[Your instructions]
The complete listing should be transcribed precisely.

[Data under study]

● ● ●

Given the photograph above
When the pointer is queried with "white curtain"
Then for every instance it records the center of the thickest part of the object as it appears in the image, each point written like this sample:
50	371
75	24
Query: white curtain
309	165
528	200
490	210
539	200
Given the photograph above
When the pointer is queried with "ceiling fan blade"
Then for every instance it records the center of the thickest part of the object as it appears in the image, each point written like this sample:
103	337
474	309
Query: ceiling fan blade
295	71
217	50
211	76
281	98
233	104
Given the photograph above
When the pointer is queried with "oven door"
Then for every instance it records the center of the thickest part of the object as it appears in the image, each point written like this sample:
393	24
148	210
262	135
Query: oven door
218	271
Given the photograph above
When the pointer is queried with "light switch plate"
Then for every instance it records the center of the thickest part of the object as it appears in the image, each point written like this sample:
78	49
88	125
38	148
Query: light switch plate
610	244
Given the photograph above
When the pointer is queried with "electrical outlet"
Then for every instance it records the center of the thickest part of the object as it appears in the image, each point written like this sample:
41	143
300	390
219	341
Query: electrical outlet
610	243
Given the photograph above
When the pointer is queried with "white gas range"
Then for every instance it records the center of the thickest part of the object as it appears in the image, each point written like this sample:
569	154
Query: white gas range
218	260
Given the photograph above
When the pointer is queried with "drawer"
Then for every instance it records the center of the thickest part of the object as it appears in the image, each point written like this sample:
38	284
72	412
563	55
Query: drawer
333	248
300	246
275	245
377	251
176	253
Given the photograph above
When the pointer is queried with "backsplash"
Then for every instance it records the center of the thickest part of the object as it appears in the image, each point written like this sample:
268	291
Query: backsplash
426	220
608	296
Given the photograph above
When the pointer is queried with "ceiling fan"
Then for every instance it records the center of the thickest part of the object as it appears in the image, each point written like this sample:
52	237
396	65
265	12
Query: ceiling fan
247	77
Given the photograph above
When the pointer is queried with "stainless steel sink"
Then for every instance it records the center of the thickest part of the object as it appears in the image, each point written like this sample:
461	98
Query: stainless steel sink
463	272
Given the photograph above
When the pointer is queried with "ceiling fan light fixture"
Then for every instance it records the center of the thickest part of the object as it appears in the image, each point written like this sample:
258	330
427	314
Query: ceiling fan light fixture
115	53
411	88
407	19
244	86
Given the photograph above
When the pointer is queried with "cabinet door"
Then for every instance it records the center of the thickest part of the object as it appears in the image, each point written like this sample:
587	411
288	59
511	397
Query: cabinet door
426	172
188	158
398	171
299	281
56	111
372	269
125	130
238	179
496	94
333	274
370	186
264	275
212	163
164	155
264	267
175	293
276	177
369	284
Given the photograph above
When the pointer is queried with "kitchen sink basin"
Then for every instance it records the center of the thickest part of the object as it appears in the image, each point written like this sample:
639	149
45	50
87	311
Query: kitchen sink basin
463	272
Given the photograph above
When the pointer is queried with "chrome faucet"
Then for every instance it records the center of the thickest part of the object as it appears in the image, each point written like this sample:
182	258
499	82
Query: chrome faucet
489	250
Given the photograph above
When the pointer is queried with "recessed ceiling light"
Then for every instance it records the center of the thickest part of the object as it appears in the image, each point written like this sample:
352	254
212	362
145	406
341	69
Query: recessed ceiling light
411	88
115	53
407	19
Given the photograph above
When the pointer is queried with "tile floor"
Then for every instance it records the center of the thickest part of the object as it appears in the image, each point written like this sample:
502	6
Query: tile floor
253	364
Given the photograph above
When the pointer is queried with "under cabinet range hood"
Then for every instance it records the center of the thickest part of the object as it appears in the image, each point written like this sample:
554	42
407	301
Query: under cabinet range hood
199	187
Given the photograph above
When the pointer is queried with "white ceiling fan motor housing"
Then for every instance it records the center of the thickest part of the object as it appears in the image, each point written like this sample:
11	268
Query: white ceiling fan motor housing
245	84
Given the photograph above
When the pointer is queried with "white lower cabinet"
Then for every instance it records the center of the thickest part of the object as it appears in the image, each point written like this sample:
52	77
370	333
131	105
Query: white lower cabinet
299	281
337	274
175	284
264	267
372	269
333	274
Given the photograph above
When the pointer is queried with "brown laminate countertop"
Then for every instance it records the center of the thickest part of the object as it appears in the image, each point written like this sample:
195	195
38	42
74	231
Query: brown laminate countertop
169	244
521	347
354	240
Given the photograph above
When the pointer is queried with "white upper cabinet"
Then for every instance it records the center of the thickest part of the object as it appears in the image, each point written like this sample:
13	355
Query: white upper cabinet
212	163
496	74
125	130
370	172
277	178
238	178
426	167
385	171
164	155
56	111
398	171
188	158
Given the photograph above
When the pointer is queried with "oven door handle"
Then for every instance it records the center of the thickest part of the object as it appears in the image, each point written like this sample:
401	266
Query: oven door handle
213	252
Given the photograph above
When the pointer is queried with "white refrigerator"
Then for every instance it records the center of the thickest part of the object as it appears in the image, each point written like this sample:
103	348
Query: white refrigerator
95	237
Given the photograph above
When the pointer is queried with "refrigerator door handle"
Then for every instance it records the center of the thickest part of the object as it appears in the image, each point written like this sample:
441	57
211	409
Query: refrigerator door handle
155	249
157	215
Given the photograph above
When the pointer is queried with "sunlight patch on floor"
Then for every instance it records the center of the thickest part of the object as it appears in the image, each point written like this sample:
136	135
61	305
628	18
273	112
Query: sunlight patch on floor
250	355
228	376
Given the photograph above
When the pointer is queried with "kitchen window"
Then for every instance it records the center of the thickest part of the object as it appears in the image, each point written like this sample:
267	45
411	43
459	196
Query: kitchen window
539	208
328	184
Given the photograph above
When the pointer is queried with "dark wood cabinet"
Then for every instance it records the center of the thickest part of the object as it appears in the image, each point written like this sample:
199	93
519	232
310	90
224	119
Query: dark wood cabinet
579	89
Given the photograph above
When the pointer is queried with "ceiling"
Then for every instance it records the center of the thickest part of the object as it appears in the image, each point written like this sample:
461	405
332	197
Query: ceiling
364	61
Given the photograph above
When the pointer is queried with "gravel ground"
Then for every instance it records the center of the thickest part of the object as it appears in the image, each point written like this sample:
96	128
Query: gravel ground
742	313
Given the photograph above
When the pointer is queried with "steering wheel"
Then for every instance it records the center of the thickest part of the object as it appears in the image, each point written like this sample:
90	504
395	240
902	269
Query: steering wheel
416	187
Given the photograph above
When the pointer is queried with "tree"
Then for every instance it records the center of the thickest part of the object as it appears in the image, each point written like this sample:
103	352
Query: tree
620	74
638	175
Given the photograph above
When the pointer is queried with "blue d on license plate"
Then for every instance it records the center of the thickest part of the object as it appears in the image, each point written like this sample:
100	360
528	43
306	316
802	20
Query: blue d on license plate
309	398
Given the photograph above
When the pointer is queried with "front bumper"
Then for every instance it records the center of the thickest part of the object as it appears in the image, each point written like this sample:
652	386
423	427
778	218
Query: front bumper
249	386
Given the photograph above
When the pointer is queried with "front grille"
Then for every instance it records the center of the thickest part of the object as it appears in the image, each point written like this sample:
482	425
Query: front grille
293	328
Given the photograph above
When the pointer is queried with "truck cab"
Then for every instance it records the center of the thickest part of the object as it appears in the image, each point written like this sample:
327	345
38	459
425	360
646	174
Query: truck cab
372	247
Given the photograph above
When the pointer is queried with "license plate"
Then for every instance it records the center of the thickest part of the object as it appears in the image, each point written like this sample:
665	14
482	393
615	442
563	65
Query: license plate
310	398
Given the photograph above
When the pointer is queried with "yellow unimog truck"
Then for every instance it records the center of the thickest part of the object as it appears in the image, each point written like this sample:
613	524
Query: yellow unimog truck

● ● ●

[Solution to this exercise]
Given the photograph above
When the pointer is queried with "white curtain"
Then for every instance it records the center of the thickest part of the object as it appears in the image, each point written like this sample:
50	371
75	24
Query: white curtain
309	165
528	200
490	210
539	200
Given the photograph above
When the pointer is queried with "ceiling fan blade"
Then for every instance it records the center of the thickest part of the object as it appears in the image, each point written like this sample:
103	337
474	309
Query: ceiling fan blade
295	71
217	50
211	76
281	98
233	104
Given the photograph above
When the pointer is queried with "oven door"
Then for every instance it records the center of the thickest part of the object as it appears in the image, each point written like this sample:
393	24
148	210
262	135
Query: oven door
218	271
Given the photograph above
When the pointer is queried with "light switch plate"
Then for every instance it records the center of the thickest part of the object as it appears in the image, each point written like this sample:
78	49
88	125
38	148
Query: light switch plate
610	244
Given the photograph above
When the pointer is queried with "electrical outlet"
Then for every instance it records the center of the thickest part of the object as it appears in the image, each point written like this sample:
41	143
300	390
219	341
Query: electrical outlet
610	243
Given the photograph above
When the pointer is queried with "white gas range"
Then for every instance it records the center of the thickest part of the object as it appears in the image, each point written like this sample:
569	154
Query: white gas range
218	260
Given the photograph above
When the pointer is queried with "drawer"
Then for every instance it records the center of the thickest part of the object as it appears in the image, each point written like this sample:
38	284
72	412
563	55
Query: drawer
333	248
300	246
275	245
377	251
176	253
Given the photograph above
When the pointer is queried with "backsplash"
Then for every instance it records the center of the thickest part of the object as it appears in the image, each point written like this sample:
268	291
Query: backsplash
426	220
608	296
Given the photograph above
When the pointer is queried with "ceiling fan"
Then for every instance it records the center of the thickest part of the object as it appears in the image, each point written like this sample:
52	237
396	65
265	12
Query: ceiling fan
247	77
Given the photograph above
When the pointer is queried with "stainless steel sink"
Then for every instance it records the center of the thickest part of the object as it appears in the image, each point written like this sample:
461	98
Query: stainless steel sink
463	272
Given the photograph above
When the pointer is queried with "ceiling fan light fixture"
Then for every instance it records the center of the thickest part of the object as it appears in the image, each point written like this sample:
258	330
427	314
Query: ceiling fan light fixture
115	53
411	88
407	19
244	86
Given the photograph above
When the pointer is queried with "cabinet door"
Then for every instance it records the center of the thickest part of the object as it appears in the image, each point written like this sample:
587	411
288	59
511	397
Query: cabinet door
426	172
188	158
398	171
299	281
56	111
372	269
125	130
238	179
496	94
333	274
370	186
264	275
212	163
164	155
264	267
175	293
276	177
369	284
Given the photograph above
When the pointer is queried with "kitchen sink basin"
Then for every instance it records the center of the thickest part of the object as it appears in the image, each point written like this sample:
639	149
45	50
87	311
Query: kitchen sink basin
463	272
Given the photograph above
When the pointer is queried with "chrome faucet"
Then for every instance it records the center of the thickest part of the object as it appears in the image, each point written like this sample:
182	258
499	82
Query: chrome faucet
489	250
Given the photograph above
When the pointer is queried with "recessed ceiling light"
Then for every instance it records the center of the thickest part of the object as it appears in the image, each point written like this sample:
352	254
212	362
145	406
341	69
Query: recessed ceiling light
411	88
115	53
407	19
Given the photograph above
When the pointer is queried with "tile floor"
Then for every instance it records the center of the thickest part of the object as it appears in the image, each point written like this sample:
502	6
Query: tile floor
253	364
Given the photograph above
When the pointer is queried with "under cabinet range hood"
Then for every instance it records the center of the thickest part of the object as it appears in the image, each point written like this sample:
554	42
407	301
Query: under cabinet range hood
199	187
Given the photograph above
When the pointer is queried with "white ceiling fan motor housing"
Then for every instance it records the center of the thickest part of the object as it appears in the image, each point written like this sample:
11	268
Query: white ceiling fan motor housing
245	84
Given the photograph above
When the pointer is queried with "white lower cabinet"
Then for every instance it records the center of the thickest part of the object as it appears in the image, each point written like this sample:
52	77
370	333
131	105
Query: white lower cabinet
299	281
337	274
175	284
264	267
372	269
333	274
Given the photograph above
When the pointer is queried with "brown laminate countertop"
Then for every instance it records the center of the thickest part of the object as it appears in the image, each point written like this sample:
195	195
38	42
74	231
Query: brown laminate countertop
169	244
521	347
354	240
Given the photograph above
When the pointer is queried with "white upper cabinet"
Then for every instance it records the center of the thickest part of the object as it appears in the image, each point written like this sample:
13	355
Query: white upper cabinet
212	163
496	74
125	130
370	172
277	178
238	178
426	167
385	171
164	155
56	111
398	171
188	158
Given the photograph above
When the pointer is queried with "oven door handle"
Then for every instance it records the center of the thickest part of the object as it appears in the image, each point written like this sample:
401	266
Query: oven door handle
213	252
Given the photograph above
When the pointer is queried with "white refrigerator"
Then for every instance it records the center of the thickest part of the object as it appears in the image, each point written like this sample:
103	348
Query: white refrigerator
95	237
Given the photograph above
When the pointer is queried with "refrigerator door handle"
Then for every instance it records the center of the thickest part of the object as it appears in the image, each point written like this sample:
441	57
211	409
Query: refrigerator door handle
155	249
157	215
Given the photograph above
When the pointer is queried with "sunlight patch on floor"
Then for every instance it records the center of the thickest part of the object as it appears in the image, each point written like this sample:
136	135
61	305
628	18
273	112
Query: sunlight patch on floor
250	355
228	376
Given the photograph above
When the pointer is queried with "kitchen window"
Then for every instance it records the center of the thickest part of the object as it appears in the image, each point written like this sample:
267	45
411	43
459	196
Query: kitchen window
539	208
328	184
Given the photograph above
When the pointer is queried with "dark wood cabinet"
Then for every instance it records the center of the thickest part of the object as it appears in the image, each point written like this sample:
199	93
519	232
310	90
224	119
Query: dark wood cabinet
579	89
Given the photograph above
When the pointer is queried with "ceiling"
Then for every instance it records the center of the thickest part of the object as it appears in the image, each point written like this sample:
461	405
332	197
Query: ceiling
364	61
Given the photograph above
When the pointer is queried with "gravel ground"
Then for every instance it records the center of the thickest part of the object as it appears in the image, each point written like this sample:
96	128
Query: gravel ground
742	313
Given the photograph above
When the pointer is queried with "steering wheel"
Then for every instance it records the center of the thickest part of the object as it appears in the image, each point written like this sample:
90	504
395	240
902	269
Query: steering wheel
416	187
Given the photograph above
When the pointer is queried with "tree"
Then for every instance it records the center of the thickest part of the object as it appears in the image, each point written like this sample:
103	352
Query: tree
620	74
638	175
Given the photograph above
When the pointer is queried with "blue d on license plate"
Then for every instance it records the center of the thickest part of the object as it appears in the image, each point written like this sample:
100	360
528	43
306	316
802	20
Query: blue d on license plate
309	398
Given the photograph above
When the pointer is queried with "front bumper"
Then for every instance it records the center of the thickest part of the object as it appears in the image, each point written like this sample:
652	386
423	427
778	218
Query: front bumper
249	386
Given the photograph above
When the pointer is queried with "front grille"
Then for every instance it records the center of the thickest part of the object as it appears in the image, each point written like this sample:
482	425
Query: front grille
293	328
Given the photograph above
When the pointer is queried with "truck cab"
Then for every instance it records the center of the thickest part of the object as it appears in the image, each point written like this sample:
327	345
38	459
425	360
646	174
Query: truck cab
372	247
Given the photograph above
When the pointer is queried with "license plate"
Then for every instance it records the center of the thickest part of the object as it appears in the image, each point written like this sample:
665	14
482	393
615	442
563	65
Query: license plate
310	398
Given the photograph above
When the pointer is queried with "yellow unimog truck"
Then for every instance it records the center of the thickest part of the object as it appears in the image, each point written like this sample:
613	524
Query: yellow unimog truck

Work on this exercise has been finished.